*Task details*
Write out all the data again, exactly as it stands.

[Opening Source records section]

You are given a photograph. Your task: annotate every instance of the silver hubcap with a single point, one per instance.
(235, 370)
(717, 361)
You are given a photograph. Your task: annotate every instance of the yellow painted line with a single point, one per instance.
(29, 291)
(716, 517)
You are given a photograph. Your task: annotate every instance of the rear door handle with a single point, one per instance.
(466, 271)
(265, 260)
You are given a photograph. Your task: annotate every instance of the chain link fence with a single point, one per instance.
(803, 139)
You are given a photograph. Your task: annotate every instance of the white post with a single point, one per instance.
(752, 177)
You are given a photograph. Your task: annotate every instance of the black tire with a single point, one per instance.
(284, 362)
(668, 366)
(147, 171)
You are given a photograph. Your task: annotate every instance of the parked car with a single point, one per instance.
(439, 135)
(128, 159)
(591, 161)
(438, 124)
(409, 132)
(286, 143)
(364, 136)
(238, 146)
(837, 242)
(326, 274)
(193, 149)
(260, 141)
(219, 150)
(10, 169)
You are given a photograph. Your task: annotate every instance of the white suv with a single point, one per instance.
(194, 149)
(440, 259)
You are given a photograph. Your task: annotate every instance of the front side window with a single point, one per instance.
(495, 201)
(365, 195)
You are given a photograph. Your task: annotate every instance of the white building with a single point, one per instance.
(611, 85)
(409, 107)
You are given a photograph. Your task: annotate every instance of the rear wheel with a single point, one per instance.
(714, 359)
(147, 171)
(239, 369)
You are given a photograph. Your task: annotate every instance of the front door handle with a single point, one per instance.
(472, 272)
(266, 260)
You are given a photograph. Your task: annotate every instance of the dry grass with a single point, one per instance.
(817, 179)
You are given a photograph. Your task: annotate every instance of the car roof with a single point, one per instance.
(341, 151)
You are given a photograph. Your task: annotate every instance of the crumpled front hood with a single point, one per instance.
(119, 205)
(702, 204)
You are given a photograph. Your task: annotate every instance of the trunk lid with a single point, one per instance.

[Closing Source records section]

*Solution*
You are given a photograph. Your task: annotate every instance of the silver hubcap with a single point, one per instance.
(235, 370)
(717, 361)
You are given a photograph. Your task: annotate every instance of the yellow painted line with a single point, one per instance.
(29, 291)
(716, 517)
You are given a photograph. Your task: annotate every instance of the rear door handle with a single point, one per instance.
(466, 271)
(265, 260)
You are given a photograph. Your task: annotate every instance of the chain link fence with a single point, one per instance.
(803, 139)
You are given a photograph. Your task: annotate every instance of the white post with a single point, one per instance.
(752, 177)
You are given a photograph. Your task: annotate every instance of the black tire with a single point, one per instance.
(284, 362)
(668, 366)
(147, 171)
You are given a photograph. Your task: annotate every instance of the parked car with a single point, one per instance.
(439, 135)
(128, 159)
(591, 161)
(438, 124)
(409, 132)
(286, 143)
(364, 136)
(238, 146)
(837, 242)
(326, 274)
(193, 149)
(260, 141)
(219, 150)
(10, 169)
You are given a photograph. Your task: annotate every instance of the white suv with a single point, one per instance.
(194, 149)
(440, 259)
You are given a photograph. Your task: annotate every instance of the front side window with a single point, one per instance.
(495, 201)
(365, 195)
You are given a photograph. Your task: annotate every instance of the white building with a single point, one per instance.
(611, 85)
(409, 107)
You are given a photograph. Your task: annotate every instance of the rear wheel with a single point, one per instance.
(714, 359)
(147, 171)
(239, 369)
You are given a photograph. Your task: annotate every instance of the front door handle with a single point, one per instance.
(472, 272)
(266, 260)
You are given a photograph. Your task: annotate every instance of the dry grass with a single point, one per instance.
(817, 179)
You are given a photograph. Your task: annotate every instance of the car roof with a single point, one per instance.
(341, 151)
You are given a photograph. Your task: annotate every instance of the crumpled front hood with a single point, one per instance.
(119, 205)
(702, 204)
You are given a photograph. Your task: annotate every instance of the trunk lid with a single point, one per instance.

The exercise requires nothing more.